_Task description:_ Render the data below as a numbered list, from its first line through the line that contains "x=30, y=202". Include only those lines and omit any blank ones.

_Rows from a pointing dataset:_
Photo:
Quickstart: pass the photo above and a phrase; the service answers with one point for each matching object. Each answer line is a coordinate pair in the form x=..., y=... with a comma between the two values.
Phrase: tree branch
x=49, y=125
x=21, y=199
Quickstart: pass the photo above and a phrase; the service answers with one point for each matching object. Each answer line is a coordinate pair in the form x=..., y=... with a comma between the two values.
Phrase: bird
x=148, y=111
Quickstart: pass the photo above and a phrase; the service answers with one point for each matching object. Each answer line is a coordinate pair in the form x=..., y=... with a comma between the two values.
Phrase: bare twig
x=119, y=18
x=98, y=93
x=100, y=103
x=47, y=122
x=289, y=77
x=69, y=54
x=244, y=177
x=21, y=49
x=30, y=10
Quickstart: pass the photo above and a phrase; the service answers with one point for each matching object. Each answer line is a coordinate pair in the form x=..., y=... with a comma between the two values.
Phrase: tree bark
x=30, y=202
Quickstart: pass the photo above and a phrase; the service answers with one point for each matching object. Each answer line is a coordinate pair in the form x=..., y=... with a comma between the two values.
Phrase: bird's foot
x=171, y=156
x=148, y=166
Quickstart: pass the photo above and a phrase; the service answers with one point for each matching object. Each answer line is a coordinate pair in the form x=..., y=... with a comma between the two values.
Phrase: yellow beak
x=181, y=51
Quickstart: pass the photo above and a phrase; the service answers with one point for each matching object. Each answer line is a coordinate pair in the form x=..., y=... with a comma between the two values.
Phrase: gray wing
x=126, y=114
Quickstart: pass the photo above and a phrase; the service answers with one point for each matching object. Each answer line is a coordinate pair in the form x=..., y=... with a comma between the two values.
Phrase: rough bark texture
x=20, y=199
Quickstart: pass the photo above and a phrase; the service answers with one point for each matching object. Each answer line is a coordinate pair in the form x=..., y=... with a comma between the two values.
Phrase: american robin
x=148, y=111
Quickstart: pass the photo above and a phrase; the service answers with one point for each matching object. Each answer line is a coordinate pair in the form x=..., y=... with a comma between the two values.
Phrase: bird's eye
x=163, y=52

_Task solution:_
1. Photo:
2. Quickstart: pass the photo above and a phrase; the service answers with one point for each matching object. Each answer line is a coordinate pair in the form x=..., y=... with a comma between the two values.
3. Phrase: tree branch
4. x=49, y=125
5. x=21, y=199
6. Quickstart: pass the photo above and a phrase; the service answers with one point for each matching object. Each answer line is a coordinate pair in the form x=..., y=... with a comma between the two values.
7. Phrase: bird
8. x=148, y=111
9. Quickstart: pass the photo above and a phrase; the service answers with one point for each matching object. Each answer line is a coordinate pair in the form x=..., y=... with a comma between the two values.
10. Phrase: bare twig
11. x=119, y=18
12. x=98, y=93
13. x=100, y=103
14. x=47, y=122
15. x=289, y=77
16. x=69, y=54
17. x=244, y=177
18. x=21, y=49
19. x=30, y=10
20. Quickstart: pass the photo above and a phrase; the service answers with one point for each matching object. Each answer line is a coordinate pair in the form x=..., y=... with a comma between the two values.
21. Phrase: tree bark
22. x=30, y=202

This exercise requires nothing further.